§ What the exercise asks
Each entry needs to be reproduced exactly as it is.

§ Stored data
----
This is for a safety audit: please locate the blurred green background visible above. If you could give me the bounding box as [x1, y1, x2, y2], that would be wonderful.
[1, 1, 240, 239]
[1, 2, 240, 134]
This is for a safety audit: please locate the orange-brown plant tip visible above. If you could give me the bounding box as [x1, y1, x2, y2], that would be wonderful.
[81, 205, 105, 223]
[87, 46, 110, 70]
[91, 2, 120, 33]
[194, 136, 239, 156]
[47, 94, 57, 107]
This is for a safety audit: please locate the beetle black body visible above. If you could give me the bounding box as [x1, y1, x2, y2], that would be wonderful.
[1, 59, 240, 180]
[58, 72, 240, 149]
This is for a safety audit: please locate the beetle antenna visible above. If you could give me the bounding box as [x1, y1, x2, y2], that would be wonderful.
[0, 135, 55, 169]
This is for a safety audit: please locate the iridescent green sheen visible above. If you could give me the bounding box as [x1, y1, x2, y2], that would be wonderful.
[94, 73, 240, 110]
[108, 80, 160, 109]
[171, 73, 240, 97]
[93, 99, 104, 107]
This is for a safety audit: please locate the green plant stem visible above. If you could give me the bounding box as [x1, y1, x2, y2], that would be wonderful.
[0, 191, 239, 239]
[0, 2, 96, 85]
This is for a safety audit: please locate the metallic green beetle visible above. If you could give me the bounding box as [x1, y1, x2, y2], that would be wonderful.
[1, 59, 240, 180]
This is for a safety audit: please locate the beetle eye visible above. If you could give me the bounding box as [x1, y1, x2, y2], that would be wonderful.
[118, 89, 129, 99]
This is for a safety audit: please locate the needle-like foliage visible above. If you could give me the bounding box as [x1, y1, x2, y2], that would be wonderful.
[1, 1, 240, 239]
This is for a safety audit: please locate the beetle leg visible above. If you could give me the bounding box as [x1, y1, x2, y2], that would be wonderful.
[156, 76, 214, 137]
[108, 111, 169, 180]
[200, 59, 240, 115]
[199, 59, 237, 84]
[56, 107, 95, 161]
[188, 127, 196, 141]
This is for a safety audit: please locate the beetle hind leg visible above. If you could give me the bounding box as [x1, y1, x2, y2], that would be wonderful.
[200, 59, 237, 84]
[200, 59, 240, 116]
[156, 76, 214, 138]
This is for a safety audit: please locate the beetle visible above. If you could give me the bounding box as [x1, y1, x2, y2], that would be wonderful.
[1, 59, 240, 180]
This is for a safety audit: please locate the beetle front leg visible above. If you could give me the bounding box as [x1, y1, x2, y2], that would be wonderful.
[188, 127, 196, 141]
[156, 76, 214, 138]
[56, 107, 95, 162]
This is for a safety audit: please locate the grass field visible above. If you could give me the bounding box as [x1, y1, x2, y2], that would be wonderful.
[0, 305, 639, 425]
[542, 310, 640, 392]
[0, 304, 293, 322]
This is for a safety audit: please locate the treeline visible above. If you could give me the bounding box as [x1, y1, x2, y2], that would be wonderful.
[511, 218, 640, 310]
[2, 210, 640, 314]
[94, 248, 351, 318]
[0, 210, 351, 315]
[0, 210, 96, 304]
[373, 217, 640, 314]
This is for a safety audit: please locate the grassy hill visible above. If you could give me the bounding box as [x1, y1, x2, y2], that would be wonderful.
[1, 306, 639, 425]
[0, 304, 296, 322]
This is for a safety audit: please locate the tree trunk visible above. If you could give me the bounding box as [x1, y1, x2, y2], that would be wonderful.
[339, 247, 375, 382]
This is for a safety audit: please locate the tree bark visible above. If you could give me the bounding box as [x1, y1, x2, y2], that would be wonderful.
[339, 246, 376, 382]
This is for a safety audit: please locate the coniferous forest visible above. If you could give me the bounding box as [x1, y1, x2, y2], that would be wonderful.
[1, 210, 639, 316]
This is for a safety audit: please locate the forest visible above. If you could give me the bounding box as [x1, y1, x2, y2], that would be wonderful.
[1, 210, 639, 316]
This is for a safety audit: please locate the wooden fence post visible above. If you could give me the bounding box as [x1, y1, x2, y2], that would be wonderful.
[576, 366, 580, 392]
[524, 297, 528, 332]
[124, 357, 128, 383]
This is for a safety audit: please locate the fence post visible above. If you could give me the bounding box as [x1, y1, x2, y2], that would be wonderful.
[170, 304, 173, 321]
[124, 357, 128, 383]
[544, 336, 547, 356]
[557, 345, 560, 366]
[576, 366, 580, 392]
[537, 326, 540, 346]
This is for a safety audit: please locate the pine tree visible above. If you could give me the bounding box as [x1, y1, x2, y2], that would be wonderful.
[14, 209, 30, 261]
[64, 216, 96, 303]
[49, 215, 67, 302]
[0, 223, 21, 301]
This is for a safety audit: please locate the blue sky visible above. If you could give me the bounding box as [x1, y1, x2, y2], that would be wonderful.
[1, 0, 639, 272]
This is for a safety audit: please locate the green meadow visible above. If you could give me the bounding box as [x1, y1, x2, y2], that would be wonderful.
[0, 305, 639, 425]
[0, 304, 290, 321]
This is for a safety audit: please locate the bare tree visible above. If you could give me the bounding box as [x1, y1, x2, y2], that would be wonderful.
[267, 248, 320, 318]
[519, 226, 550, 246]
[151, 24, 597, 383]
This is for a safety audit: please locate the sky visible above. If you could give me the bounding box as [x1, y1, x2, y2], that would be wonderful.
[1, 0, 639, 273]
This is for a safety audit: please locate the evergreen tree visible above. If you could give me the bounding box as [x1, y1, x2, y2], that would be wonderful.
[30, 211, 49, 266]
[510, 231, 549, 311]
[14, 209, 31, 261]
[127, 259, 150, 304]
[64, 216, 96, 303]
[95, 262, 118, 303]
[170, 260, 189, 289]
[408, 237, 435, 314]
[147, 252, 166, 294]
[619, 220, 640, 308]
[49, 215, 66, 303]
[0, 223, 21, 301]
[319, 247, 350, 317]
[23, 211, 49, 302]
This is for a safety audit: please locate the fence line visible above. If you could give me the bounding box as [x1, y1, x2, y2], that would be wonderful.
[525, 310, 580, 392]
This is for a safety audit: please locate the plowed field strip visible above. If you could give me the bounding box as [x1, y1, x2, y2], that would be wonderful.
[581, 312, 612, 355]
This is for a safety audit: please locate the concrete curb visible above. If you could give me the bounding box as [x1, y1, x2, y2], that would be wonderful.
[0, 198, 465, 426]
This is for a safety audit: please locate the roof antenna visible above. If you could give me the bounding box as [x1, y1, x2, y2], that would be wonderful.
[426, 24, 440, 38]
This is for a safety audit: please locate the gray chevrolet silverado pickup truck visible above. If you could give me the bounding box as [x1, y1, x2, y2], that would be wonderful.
----
§ Output
This is for a safety audit: please locate the blurred green background visible above. If you could give me the bounding box as [x1, y1, x2, y2], that would be wonderful.
[1, 1, 240, 239]
[1, 2, 240, 134]
This is for a safety audit: please locate the orange-brown plant tip visible above. If you could give me the bounding box as [x1, y1, x2, y2], that would be wonderful.
[81, 205, 105, 223]
[87, 46, 110, 70]
[91, 2, 120, 33]
[194, 136, 239, 156]
[47, 94, 57, 107]
This is for a safety audit: please locate the beetle black body visible above. If you could give me the bounding box as [x1, y1, x2, y2], that would be wonderful.
[1, 59, 240, 180]
[58, 72, 240, 149]
This is for a safety audit: please locate the beetle antenna visible above. If you could give me the bounding box as [x1, y1, x2, y2], that would be wonderful.
[0, 135, 55, 169]
This is for a safety audit: please locate the iridescent green sheen visible above. If you could give me the bounding box as [x1, y1, x2, y2], that would be wonderful.
[94, 73, 240, 110]
[108, 80, 160, 109]
[171, 73, 240, 97]
[93, 99, 104, 107]
This is for a safety audit: please locate the green plant stem visible above. If you could give me the bounding box as [x1, y1, x2, y2], that would be wonderful.
[0, 191, 239, 239]
[0, 2, 96, 85]
This is for a safety audit: please locate the metallic green beetle visible above. If you could give me the bounding box as [x1, y1, x2, y2], that would be wonderful.
[1, 59, 240, 180]
This is for a safety audit: please locate the beetle eye visible above. If you could give me the bounding box as [x1, y1, x2, y2], that would be wonderful.
[118, 89, 129, 99]
This is for a safety audit: please locate the needle-like foliage visible above. If you could give me the bounding box as [x1, y1, x2, y2], that would be wonderful.
[1, 1, 240, 239]
This is for a safety audit: please locate the beetle leg visible above. If you could give me the bounding box as [x1, y1, x2, y2], that would be wonderful.
[156, 76, 214, 137]
[108, 111, 169, 180]
[200, 59, 240, 115]
[199, 59, 237, 84]
[56, 107, 95, 161]
[188, 127, 196, 141]
This is for a safety audit: please locate the beetle hind leg visible above. If you could give me the bounding box as [x1, y1, x2, y2], that would be wonderful.
[200, 59, 237, 84]
[200, 59, 240, 116]
[156, 76, 214, 138]
This is for a safety audit: please locate the beetle visible above. If you could give me the bounding box as [x1, y1, x2, y2], that would be wonderful.
[1, 59, 240, 180]
This is for a safety audit: please locate the beetle front leg visible above. If you could give me the bounding box as [x1, y1, x2, y2], that would be wonderful.
[188, 127, 196, 141]
[156, 76, 214, 138]
[56, 107, 95, 162]
This is for a safety audit: please locate the grass field visible above. If you could give me the bounding box as [x1, y1, x2, y2], that would be wonderful.
[0, 305, 639, 425]
[542, 310, 640, 392]
[0, 304, 293, 322]
This is for a safety audit: please locate the treeline visible above. If you could give me the bounding box as [x1, y1, x2, y2], that would be wonderful.
[511, 218, 640, 310]
[2, 210, 640, 314]
[94, 248, 351, 318]
[0, 210, 351, 315]
[0, 210, 96, 304]
[373, 217, 640, 314]
This is for a safety audit: please locate the grassy hill visible above. If you could give me the bounding box as [x1, y1, x2, y2], that would be wonderful.
[1, 306, 639, 425]
[0, 304, 296, 322]
This is for a safety audit: please locate the tree trunk visible above. If you could give me the bounding box as [x1, y1, x2, y2], that would be wonderful.
[339, 247, 375, 382]
This is for a safety audit: please locate the tree bark visible above. If you could give me the bounding box as [x1, y1, x2, y2], that would be wonderful.
[339, 246, 376, 382]
This is for a safety audit: please locate the coniferous forest visible above. If you could give me the bounding box as [x1, y1, x2, y2], that would be wonderful.
[1, 210, 639, 316]
This is for a safety audit: please locate the forest visible above. If you could give me the bounding box as [x1, y1, x2, y2], that would be wonderful.
[1, 210, 639, 316]
This is for a safety audit: please locate the wooden fence post visible above. If you could give me the bounding box as [x1, y1, x2, y2], that would be wonderful.
[576, 366, 580, 392]
[524, 297, 528, 332]
[124, 357, 128, 383]
This is for a safety audit: please locate the fence post visible above. If you could give me the bounding box as [x1, y1, x2, y2], that would be wonderful.
[170, 304, 173, 321]
[124, 357, 128, 383]
[544, 336, 547, 356]
[557, 345, 560, 366]
[576, 366, 580, 392]
[537, 326, 540, 346]
This is for a safety audit: please locate the pine tree visible above. If you could give me the bounding box as [x1, y1, x2, y2], that would be wonderful.
[14, 209, 30, 261]
[64, 216, 96, 303]
[49, 215, 67, 302]
[0, 223, 21, 301]
This is for a safety audit: please locate the blue sky visible above. If you could give me the bounding box as [x1, y1, x2, y2], that would be wonderful.
[1, 0, 639, 272]
This is for a safety audit: please locate the green meadow visible above. If you could give me the bounding box as [x1, y1, x2, y2], that would be wonderful.
[0, 305, 639, 425]
[0, 304, 290, 321]
This is for a safety audit: please locate the bare tree visible above. If you could give me the bounding box as [x1, y1, x2, y2], that would be wonderful.
[267, 248, 320, 318]
[519, 226, 550, 246]
[151, 24, 597, 383]
This is for a safety audit: please locate the sky visible above. If you could give me the bounding box as [x1, y1, x2, y2], that would be wonderful.
[1, 0, 639, 273]
This is for a safety audit: please locate the evergreen tree visible above. If you could give me the bounding box as [x1, y1, x2, y2], that would be wonderful.
[30, 211, 49, 266]
[510, 231, 549, 311]
[14, 209, 31, 261]
[127, 259, 150, 304]
[64, 216, 96, 303]
[95, 262, 118, 303]
[170, 260, 189, 289]
[408, 237, 435, 314]
[147, 252, 166, 294]
[619, 220, 640, 308]
[49, 215, 66, 303]
[0, 223, 21, 301]
[319, 247, 350, 317]
[23, 211, 49, 302]
This is for a safety audit: please locate the fence line visible above. If you could give me the bounding box as [x1, y1, x2, y2], that would be wonderful.
[525, 310, 580, 392]
This is for a safety audit: please locate the plowed field strip visible above. If you could give me the bounding box as [x1, y1, x2, y2], that would be wonderful.
[581, 312, 612, 355]
This is for a safety audit: please locate the concrete curb visible above. If you could give me the bounding box as [x1, y1, x2, y2], that would be wonderful.
[0, 198, 465, 426]
This is for a safety audit: please locate the roof antenna visible above. If you could give me the bounding box as [x1, y1, x2, y2], that would be wonderful.
[426, 24, 440, 38]
This is for a safety audit: please locate the gray chevrolet silverado pickup truck visible above. If you could give me the bounding box as [x1, y1, x2, y2], that would be wonderful.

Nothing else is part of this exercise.